Task to complete: From the first line to the last, transcribe the data exactly and skip the pictures.

Start of Data to examine

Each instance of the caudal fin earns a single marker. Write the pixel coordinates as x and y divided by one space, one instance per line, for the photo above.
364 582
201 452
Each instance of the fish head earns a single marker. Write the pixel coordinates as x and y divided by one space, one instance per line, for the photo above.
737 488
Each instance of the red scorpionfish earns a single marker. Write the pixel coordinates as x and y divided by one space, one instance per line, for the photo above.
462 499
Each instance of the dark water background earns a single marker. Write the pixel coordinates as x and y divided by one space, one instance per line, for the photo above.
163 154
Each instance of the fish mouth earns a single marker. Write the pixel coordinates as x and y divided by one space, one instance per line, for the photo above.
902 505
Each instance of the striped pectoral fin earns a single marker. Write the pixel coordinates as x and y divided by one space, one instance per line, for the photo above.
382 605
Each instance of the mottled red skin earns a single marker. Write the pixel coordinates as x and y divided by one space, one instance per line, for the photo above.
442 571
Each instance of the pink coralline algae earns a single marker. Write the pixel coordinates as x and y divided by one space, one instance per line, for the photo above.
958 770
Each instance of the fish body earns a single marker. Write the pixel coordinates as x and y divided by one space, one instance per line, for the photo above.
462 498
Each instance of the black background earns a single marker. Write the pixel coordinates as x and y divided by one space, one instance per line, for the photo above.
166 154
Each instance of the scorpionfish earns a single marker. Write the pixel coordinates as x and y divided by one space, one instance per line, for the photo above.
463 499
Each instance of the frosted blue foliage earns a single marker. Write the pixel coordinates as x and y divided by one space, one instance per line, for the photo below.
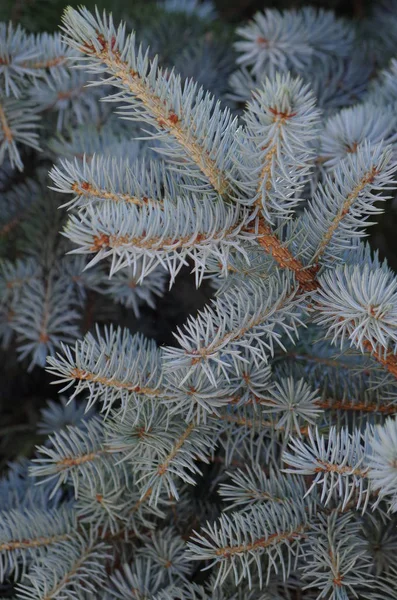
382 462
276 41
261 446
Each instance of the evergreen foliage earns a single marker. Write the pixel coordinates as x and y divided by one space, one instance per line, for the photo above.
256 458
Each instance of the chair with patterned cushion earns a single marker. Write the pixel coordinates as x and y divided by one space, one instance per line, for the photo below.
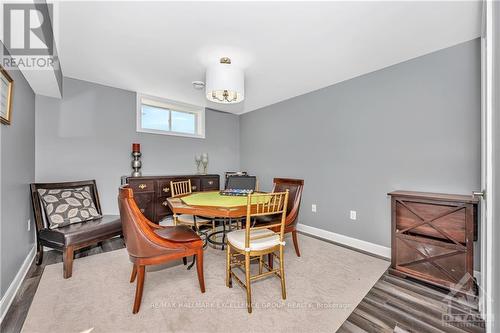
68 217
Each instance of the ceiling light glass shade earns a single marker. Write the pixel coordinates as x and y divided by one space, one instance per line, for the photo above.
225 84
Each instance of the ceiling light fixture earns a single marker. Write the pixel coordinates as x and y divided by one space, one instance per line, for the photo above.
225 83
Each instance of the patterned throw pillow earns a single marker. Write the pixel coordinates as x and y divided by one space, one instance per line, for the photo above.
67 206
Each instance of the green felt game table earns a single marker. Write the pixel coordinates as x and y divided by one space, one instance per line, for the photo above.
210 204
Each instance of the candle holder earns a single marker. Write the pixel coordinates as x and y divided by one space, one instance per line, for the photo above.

End of Data to examine

Exercise answer:
Each instance of the caudal fin earns a single marker. Write the pixel coordinates as x and y divided by one space, one instance per line, for the photo above.
364 582
201 452
Each instance of the fish head earns a single marker. Write the pixel coordinates as x and y divided by one space, one instance per line, for the photo above.
737 488
Each instance of the red scorpionfish earns a single marker. Write the pixel coordinates as x and y divided by one space, one instance per line, for the photo above.
462 499
Each instance of the dark water background earns a single marker. Write the pixel coordinates as x and y divided by one space, one instance per line, for the photo above.
163 154
Each instance of the fish mouth earns a single marker. Write the pixel coordinates as x and y divided by one space, one instance per line, for the photo above.
902 505
Each instance of the striped pectoral fin earns a single marker. Write the pixel coordinates as x and y divided by one space, one instance per line, for the photo above.
382 605
Each instance of the mottled red skin earns a single marker. Write the pixel coordinates as x and y divided by one space, one instance per line, for the photo above.
442 571
Each instance of the pink coralline algae earns a single marker. Write the pixel coordinates as x and y divided by one space, one instance per line, for the photo above.
958 770
Each instance of the fish body earns a single marker. Write the pixel coordinates as x and y divided by one space, one instance per line, for the photo above.
462 498
Each instance of the black background earns a single marker. Write the pixel coordinates as x and y divided by one space, one instance per line, for the photo above.
166 154
Each instance of the scorpionfish earns a single marker. Write the pixel coordinates as x and y divided by one space, one instance per line, for the photo above.
463 499
Each instance of the frosted blue foliage earns a single marker. Write the pixel coordinates as x and y divided by one space, one instance per line, for the photo below.
382 462
276 41
261 446
Each instance of the evergreen foliage earns a single marker. Write the pixel coordinates as x and y divided by one space, one instance per line, for the photo above.
256 458
Each instance of the chair with patterned cushion earns a single marker. Write the pixel coordinates as x and y divided by one space, one instance per line, for the photo below.
68 217
Each instance of the ceiling light glass shade earns a single marker. Write the pixel coordinates as x and y divided by one space, one instance per line, for the photo above.
225 84
Each instance of the ceiling light fixture earns a single marker. Write the pixel coordinates as x and y divided by one space, one instance per line, for the photo above.
225 83
Each instance of the patterned throw pillow earns a single marker. Write the pixel coordinates as x and y divided by one space, one instance per line, for the photo above.
67 206
Each instance of the green felt game table earns a single marker. Write the pixel coordinates as x and y divided by one space, one instance per line, for the photo above.
210 204
Each instance of the candle holder earns a single marker. Write the pixel coordinates as x and y divided by one space, one instance per line, for the photo above.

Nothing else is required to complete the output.